--- Aim of the task ---
In this exercise, set down every entry that follows exactly as it appears.

Data excerpts:
━━━
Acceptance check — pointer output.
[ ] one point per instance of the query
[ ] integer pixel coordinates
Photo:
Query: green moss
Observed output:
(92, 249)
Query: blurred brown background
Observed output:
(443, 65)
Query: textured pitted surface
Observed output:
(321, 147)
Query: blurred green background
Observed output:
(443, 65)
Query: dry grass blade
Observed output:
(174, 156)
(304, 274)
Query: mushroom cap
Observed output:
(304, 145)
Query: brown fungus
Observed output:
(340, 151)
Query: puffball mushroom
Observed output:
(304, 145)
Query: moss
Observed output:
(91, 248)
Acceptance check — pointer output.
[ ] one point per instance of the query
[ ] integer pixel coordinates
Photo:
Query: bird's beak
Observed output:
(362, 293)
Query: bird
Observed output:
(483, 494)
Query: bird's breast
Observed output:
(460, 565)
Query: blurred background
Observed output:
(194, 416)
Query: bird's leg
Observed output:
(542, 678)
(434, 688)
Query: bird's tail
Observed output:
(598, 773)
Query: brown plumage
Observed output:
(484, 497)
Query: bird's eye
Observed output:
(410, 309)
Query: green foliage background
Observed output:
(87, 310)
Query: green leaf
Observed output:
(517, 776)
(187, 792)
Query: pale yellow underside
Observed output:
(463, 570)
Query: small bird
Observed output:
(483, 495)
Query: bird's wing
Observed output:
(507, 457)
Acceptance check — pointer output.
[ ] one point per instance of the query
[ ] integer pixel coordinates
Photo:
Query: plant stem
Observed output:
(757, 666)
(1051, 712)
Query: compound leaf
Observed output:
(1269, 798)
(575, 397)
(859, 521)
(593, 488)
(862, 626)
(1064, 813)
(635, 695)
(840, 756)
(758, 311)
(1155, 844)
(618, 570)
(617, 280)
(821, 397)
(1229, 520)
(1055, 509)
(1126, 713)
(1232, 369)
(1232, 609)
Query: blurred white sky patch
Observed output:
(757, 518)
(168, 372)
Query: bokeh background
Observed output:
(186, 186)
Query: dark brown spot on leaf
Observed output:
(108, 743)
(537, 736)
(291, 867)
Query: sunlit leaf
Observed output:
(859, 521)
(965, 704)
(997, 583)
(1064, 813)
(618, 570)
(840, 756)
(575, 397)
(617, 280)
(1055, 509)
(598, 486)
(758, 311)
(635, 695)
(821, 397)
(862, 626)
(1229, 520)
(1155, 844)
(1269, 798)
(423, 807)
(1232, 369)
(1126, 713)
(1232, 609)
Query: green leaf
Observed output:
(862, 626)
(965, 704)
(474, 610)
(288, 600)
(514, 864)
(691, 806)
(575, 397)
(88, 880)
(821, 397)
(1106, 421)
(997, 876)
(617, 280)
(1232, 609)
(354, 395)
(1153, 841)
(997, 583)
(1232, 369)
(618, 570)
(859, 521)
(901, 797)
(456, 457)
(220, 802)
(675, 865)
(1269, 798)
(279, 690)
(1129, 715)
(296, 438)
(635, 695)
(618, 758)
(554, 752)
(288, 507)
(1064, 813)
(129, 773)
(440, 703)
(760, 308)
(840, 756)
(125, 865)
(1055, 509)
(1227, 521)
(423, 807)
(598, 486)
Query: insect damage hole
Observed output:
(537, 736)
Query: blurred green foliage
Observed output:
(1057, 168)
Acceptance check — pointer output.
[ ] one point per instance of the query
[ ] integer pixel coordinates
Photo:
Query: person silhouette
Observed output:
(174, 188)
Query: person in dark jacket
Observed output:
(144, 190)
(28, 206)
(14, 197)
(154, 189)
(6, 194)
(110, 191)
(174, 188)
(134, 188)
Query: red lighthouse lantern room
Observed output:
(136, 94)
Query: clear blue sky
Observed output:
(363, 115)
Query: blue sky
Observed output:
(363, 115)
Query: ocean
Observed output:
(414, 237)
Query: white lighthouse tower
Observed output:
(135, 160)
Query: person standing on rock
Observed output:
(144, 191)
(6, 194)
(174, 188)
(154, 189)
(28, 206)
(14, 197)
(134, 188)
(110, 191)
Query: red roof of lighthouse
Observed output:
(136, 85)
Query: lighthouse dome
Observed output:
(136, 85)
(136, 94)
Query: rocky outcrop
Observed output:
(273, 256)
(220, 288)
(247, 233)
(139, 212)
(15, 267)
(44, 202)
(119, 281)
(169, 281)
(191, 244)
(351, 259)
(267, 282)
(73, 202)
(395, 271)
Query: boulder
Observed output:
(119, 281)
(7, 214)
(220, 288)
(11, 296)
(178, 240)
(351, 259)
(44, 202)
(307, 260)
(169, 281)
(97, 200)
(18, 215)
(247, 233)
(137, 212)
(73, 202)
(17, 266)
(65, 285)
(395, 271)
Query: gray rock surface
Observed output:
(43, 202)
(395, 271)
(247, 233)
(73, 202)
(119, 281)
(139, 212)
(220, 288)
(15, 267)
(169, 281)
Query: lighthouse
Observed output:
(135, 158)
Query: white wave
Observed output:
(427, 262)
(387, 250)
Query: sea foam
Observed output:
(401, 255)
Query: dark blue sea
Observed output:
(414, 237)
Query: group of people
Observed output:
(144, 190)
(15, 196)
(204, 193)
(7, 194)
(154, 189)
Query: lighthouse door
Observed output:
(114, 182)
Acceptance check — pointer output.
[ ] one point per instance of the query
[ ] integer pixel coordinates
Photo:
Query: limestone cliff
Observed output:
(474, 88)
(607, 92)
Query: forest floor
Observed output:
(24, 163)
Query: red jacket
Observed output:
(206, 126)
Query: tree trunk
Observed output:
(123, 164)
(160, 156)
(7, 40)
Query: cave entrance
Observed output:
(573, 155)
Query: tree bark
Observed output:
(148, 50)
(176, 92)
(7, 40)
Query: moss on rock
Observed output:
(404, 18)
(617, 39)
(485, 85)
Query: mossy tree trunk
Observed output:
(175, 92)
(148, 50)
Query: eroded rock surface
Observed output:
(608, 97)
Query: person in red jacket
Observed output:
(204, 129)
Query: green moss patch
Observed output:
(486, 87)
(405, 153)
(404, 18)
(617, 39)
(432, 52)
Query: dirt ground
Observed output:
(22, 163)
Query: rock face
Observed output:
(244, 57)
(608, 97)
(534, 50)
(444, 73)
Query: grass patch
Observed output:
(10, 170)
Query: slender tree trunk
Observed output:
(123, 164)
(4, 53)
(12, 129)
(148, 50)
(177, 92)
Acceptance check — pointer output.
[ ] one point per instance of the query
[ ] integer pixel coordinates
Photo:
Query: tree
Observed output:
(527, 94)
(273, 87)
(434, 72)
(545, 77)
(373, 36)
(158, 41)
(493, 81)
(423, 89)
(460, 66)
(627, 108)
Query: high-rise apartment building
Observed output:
━━━
--- Answer box ---
Acceptance check — pointer output.
[ ] one point per instance of the query
[ ] integer pixel coordinates
Photo:
Query: green moss
Observed output:
(92, 249)
Query: blurred brown background
Observed output:
(443, 65)
Query: textured pitted surface
Observed output:
(321, 147)
Query: blurred green background
Observed output:
(443, 65)
Query: dry grass blade
Observed output:
(174, 156)
(304, 274)
Query: mushroom cap
Observed output:
(304, 145)
Query: brown fungus
Observed output:
(340, 151)
Query: puffball mushroom
Observed output:
(304, 145)
Query: moss
Observed output:
(91, 248)
Acceptance check — pointer output.
[ ] one point per instance of the query
[ ] integer pixel coordinates
Photo:
Query: bird's beak
Observed output:
(362, 293)
Query: bird
Observed output:
(483, 494)
Query: bird's breast
Observed output:
(460, 565)
Query: blurred background
Observed output:
(194, 416)
Query: bird's leg
Observed output:
(542, 678)
(434, 688)
Query: bird's tail
Observed output:
(598, 773)
Query: brown plumage
Observed output:
(484, 497)
Query: bird's eye
Observed output:
(410, 309)
Query: green foliage background
Observed output:
(87, 310)
Query: green leaf
Observed output:
(517, 776)
(187, 792)
Query: pale yellow underside
Observed output:
(463, 570)
Query: small bird
Observed output:
(483, 495)
Query: bird's wing
Observed output:
(507, 457)
Acceptance check — pointer output.
[ ] one point per instance of the query
[ ] integer pixel coordinates
Photo:
Query: plant stem
Observed output:
(757, 666)
(1051, 712)
Query: compound leaf
Observed output:
(1269, 798)
(575, 397)
(859, 521)
(593, 488)
(862, 626)
(1064, 813)
(635, 695)
(840, 756)
(758, 311)
(1155, 844)
(618, 570)
(617, 280)
(821, 397)
(1229, 520)
(1055, 509)
(1126, 713)
(1232, 369)
(1232, 609)
Query: blurred white sky patch
Observed output:
(757, 518)
(168, 372)
Query: bokeh background
Observed output:
(186, 186)
Query: dark brown spot on leaf
Observed output:
(108, 743)
(537, 736)
(291, 867)
Query: sunlit leaf
Observed output:
(859, 521)
(965, 704)
(997, 583)
(1064, 813)
(618, 570)
(840, 756)
(575, 397)
(617, 280)
(1055, 509)
(598, 486)
(758, 311)
(635, 695)
(821, 397)
(862, 626)
(1229, 520)
(1155, 844)
(1269, 798)
(423, 807)
(1232, 369)
(1126, 713)
(1232, 609)
Query: green leaf
Observed output:
(862, 626)
(965, 704)
(474, 610)
(288, 600)
(514, 864)
(691, 806)
(575, 397)
(88, 880)
(821, 397)
(1106, 421)
(997, 876)
(617, 280)
(1232, 609)
(354, 395)
(1153, 841)
(997, 583)
(1232, 369)
(618, 570)
(859, 521)
(901, 797)
(456, 457)
(220, 802)
(675, 865)
(1269, 798)
(279, 690)
(1129, 715)
(296, 438)
(635, 695)
(618, 758)
(554, 752)
(288, 507)
(1064, 813)
(129, 773)
(440, 703)
(760, 308)
(840, 756)
(125, 865)
(1055, 509)
(1227, 521)
(423, 807)
(598, 486)
Query: insect damage hole
Observed output:
(537, 736)
Query: blurred green foliage
Observed output:
(1057, 168)
Acceptance check — pointer output.
[ ] one point per instance of the query
[ ] integer pixel coordinates
Photo:
Query: person silhouette
Observed output:
(174, 188)
Query: person in dark jacket
Observed output:
(144, 190)
(28, 206)
(14, 197)
(154, 189)
(6, 194)
(110, 191)
(174, 188)
(134, 188)
Query: red lighthouse lantern room
Observed output:
(136, 94)
Query: clear blue sky
Observed output:
(363, 115)
Query: blue sky
Observed output:
(363, 115)
Query: ocean
Observed output:
(414, 237)
Query: white lighthouse tower
Observed output:
(135, 160)
Query: person standing on rock
Observed output:
(144, 191)
(6, 194)
(174, 188)
(154, 189)
(28, 206)
(14, 197)
(134, 188)
(110, 191)
Query: red roof of lighthouse
Observed output:
(136, 85)
Query: lighthouse dome
Observed output:
(136, 85)
(136, 94)
Query: rocky outcrop
Observed output:
(273, 256)
(220, 288)
(247, 233)
(139, 212)
(15, 267)
(44, 202)
(119, 281)
(169, 281)
(191, 244)
(351, 259)
(267, 282)
(73, 202)
(395, 271)
Query: boulder
Observed output:
(119, 281)
(7, 214)
(220, 288)
(11, 296)
(178, 240)
(351, 259)
(44, 202)
(307, 260)
(169, 281)
(97, 200)
(18, 215)
(247, 233)
(137, 212)
(73, 202)
(17, 266)
(65, 285)
(395, 271)
Query: gray rock surface
Observed output:
(43, 202)
(395, 271)
(247, 233)
(73, 202)
(119, 281)
(139, 212)
(220, 288)
(15, 267)
(169, 281)
Query: lighthouse
Observed output:
(135, 158)
Query: white wave
Observed output:
(427, 262)
(387, 250)
Query: sea foam
Observed output:
(401, 255)
Query: dark blue sea
Observed output:
(414, 237)
Query: group of people
Observed output:
(144, 190)
(15, 196)
(204, 193)
(7, 194)
(154, 189)
Query: lighthouse door
Observed output:
(114, 182)
Acceptance check — pointer output.
[ ] one point per instance of the query
[ ] integer pixel coordinates
Photo:
Query: limestone cliff
Observed output:
(474, 88)
(607, 92)
Query: forest floor
Observed output:
(24, 163)
Query: red jacket
Observed output:
(206, 126)
Query: tree trunk
Observed output:
(123, 164)
(160, 156)
(7, 40)
Query: cave entrance
Observed output:
(573, 155)
Query: tree bark
Observed output:
(148, 50)
(176, 92)
(7, 40)
Query: moss on rock
Observed output:
(404, 18)
(617, 39)
(485, 85)
Query: mossy tree trunk
Observed output:
(175, 92)
(148, 50)
Query: eroded rock surface
Observed output:
(608, 97)
Query: person in red jacket
Observed output:
(204, 129)
Query: green moss patch
Observed output:
(486, 87)
(405, 153)
(404, 18)
(617, 39)
(432, 52)
Query: dirt ground
Observed output:
(22, 163)
Query: rock face
Observed output:
(244, 57)
(608, 97)
(534, 50)
(444, 73)
Query: grass patch
Observed output:
(10, 170)
Query: slender tree trunk
Observed output:
(123, 164)
(4, 53)
(12, 129)
(148, 50)
(177, 92)
Acceptance check — pointer output.
[ ] one point per instance of the query
[ ] integer pixel coordinates
Photo:
Query: tree
Observed output:
(527, 94)
(273, 87)
(434, 72)
(545, 77)
(373, 36)
(158, 41)
(493, 81)
(423, 89)
(460, 66)
(627, 108)
Query: high-rise apartment building
Observed output:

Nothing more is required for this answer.